Aangeleverde passage -
* * *
Wat zal de toekomst brengen?
Wat zal de toekomst brengen?
WAAROM IS HET ANTWOORD VAN BELANG? Iemands visie op de toekomst beïnvloedt zijn gedrag in het heden. Zo hebben mensen die weinig van de toekomst verwachten, misschien de instelling: „Laat ons dan eten en drinken, want morgen sterven wij” (1 Korinthiërs 15:32). Zo’n instelling leidt vaak tot te veel eten, zwaar drinken en stress — niet tot echte innerlijke rust.
Als het aan mensen werd overgelaten, zou de toekomst er inderdaad niet rooskleurig uitzien. Op ongekende schaal worden lucht, water en grond vervuild. Er is een toenemende dreiging van nucleaire oorlog en van terroristische aanslagen. Ziekte en armoede treffen miljarden mensen. Toch zijn er goede redenen voor hoop.
Hoewel mensen de toekomst niet precies kunnen voorspellen, noemt Jehovah zichzelf degene „die van het begin af de afloop vertelt, en van oudsher de dingen die niet gedaan zijn” (Jesaja 46:10). Wat zegt Jehovah over de toekomst?
Wat de Bijbel zegt
Jehovah zal niet toelaten dat de aarde of het leven erop onherstelbaar beschadigd wordt. In de Bijbel belooft God zelfs „hen te verderven die de aarde verderven” (Openbaring 11:18). Door middel van zijn koninkrijk (of hemelse regering) zal Jehovah alle slechtheid van de aarde verwijderen en de omstandigheden creëren die hij oorspronkelijk bedoeld had (Genesis 1:26-31; 2:8, 9; Mattheüs 6:9, 10). De volgende Bijbelverzen geven een vooruitblik op de toekomst en beschrijven gebeurtenissen waar iedereen op aarde binnenkort mee te maken krijgt.
Psalm 46:8, 9. „Komt, aanschouwt de activiteiten van Jehovah, hoe hij verbazingwekkende gebeurtenissen op de aarde heeft gesteld. Hij doet oorlogen ophouden tot het uiteinde der aarde. De boog verbreekt hij en hij slaat de speer werkelijk aan stukken; de wagens verbrandt hij in het vuur.”
Jesaja 35:5, 6. „In die tijd zullen de ogen der blinden geopend worden, en zelfs de oren der doven zullen ontsloten worden. In die tijd zal de kreupele klimmen net als een hert, en de tong van de stomme zal een vreugdegeroep aanheffen. Want in de wildernis zullen bruisende wateren zijn opgeweld, en stromen in de woestijnvlakte.”
Jesaja 65:21, 22. „Zij zullen stellig huizen bouwen en bewonen, en zij zullen stellig wijngaarden planten en hun vrucht eten. Zij zullen niet bouwen en iemand anders het bewonen; zij zullen niet planten en iemand anders ervan eten.”
* * *
Te beoordelen gegevens -
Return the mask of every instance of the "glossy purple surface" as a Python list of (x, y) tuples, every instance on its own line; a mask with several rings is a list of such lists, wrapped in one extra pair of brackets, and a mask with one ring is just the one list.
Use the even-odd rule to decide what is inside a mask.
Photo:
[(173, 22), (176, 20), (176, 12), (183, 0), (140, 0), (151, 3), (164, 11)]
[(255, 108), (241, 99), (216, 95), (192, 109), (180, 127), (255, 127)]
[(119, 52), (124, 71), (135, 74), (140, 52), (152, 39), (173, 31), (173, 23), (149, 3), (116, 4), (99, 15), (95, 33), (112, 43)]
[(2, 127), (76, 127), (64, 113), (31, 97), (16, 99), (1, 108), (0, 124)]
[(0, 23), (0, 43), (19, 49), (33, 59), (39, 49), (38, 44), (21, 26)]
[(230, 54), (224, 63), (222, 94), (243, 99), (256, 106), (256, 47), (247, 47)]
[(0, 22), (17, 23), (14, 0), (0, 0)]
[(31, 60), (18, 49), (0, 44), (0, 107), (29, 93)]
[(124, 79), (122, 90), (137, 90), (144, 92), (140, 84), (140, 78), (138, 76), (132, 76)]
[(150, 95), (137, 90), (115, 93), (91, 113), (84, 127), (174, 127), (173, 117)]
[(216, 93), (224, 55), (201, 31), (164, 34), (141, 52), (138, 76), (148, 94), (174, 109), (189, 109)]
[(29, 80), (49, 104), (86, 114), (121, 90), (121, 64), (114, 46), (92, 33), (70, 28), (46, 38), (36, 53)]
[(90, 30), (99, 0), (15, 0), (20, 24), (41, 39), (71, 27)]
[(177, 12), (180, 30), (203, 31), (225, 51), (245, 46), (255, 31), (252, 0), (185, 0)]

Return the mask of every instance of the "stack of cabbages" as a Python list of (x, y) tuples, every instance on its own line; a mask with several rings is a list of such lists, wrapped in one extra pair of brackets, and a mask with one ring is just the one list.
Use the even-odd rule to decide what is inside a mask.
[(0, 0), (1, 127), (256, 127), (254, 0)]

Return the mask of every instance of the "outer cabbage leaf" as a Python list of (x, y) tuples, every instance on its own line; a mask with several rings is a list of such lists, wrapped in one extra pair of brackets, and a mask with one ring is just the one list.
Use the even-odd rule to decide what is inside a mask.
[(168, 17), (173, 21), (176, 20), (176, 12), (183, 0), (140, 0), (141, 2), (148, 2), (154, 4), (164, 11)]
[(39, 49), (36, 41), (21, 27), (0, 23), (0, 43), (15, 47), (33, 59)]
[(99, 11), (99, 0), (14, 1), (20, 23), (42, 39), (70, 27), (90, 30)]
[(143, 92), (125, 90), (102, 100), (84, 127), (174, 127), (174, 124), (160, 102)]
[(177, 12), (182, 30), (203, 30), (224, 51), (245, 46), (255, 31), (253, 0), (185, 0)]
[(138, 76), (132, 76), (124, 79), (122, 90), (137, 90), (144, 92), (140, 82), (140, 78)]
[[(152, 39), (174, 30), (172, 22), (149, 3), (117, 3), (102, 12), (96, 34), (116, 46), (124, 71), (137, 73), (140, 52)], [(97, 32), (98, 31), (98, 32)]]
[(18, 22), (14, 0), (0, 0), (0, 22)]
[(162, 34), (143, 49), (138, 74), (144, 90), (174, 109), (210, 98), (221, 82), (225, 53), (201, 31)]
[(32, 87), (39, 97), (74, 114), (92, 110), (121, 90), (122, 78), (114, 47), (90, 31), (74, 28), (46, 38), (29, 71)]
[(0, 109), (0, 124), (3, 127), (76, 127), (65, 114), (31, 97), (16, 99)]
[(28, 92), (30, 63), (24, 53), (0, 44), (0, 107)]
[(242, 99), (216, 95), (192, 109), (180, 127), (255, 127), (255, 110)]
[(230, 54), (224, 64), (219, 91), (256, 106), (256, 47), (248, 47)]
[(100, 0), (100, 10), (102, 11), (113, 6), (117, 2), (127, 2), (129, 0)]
* * *
Jouw opdracht -
Citeer een deel van de tekst over de toekomst zonder wijzigingen. Begin bij de woorden met "Hoewel mensen de" en stop na "te maken krijgt.".

Resultaat opdracht -
Hoewel mensen de toekomst niet precies kunnen voorspellen, noemt Jehovah zichzelf degene „die van het begin af de afloop vertelt, en van oudsher de dingen die niet gedaan zijn” (Jesaja 46:10). Wat zegt Jehovah over de toekomst?
Wat de Bijbel zegt
Jehovah zal niet toelaten dat de aarde of het leven erop onherstelbaar beschadigd wordt. In de Bijbel belooft God zelfs „hen te verderven die de aarde verderven” (Openbaring 11:18). Door middel van zijn koninkrijk (of hemelse regering) zal Jehovah alle slechtheid van de aarde verwijderen en de omstandigheden creëren die hij oorspronkelijk bedoeld had (Genesis 1:26-31; 2:8, 9; Mattheüs 6:9, 10). De volgende Bijbelverzen geven een vooruitblik op de toekomst en beschrijven gebeurtenissen waar iedereen op aarde binnenkort mee te maken krijgt.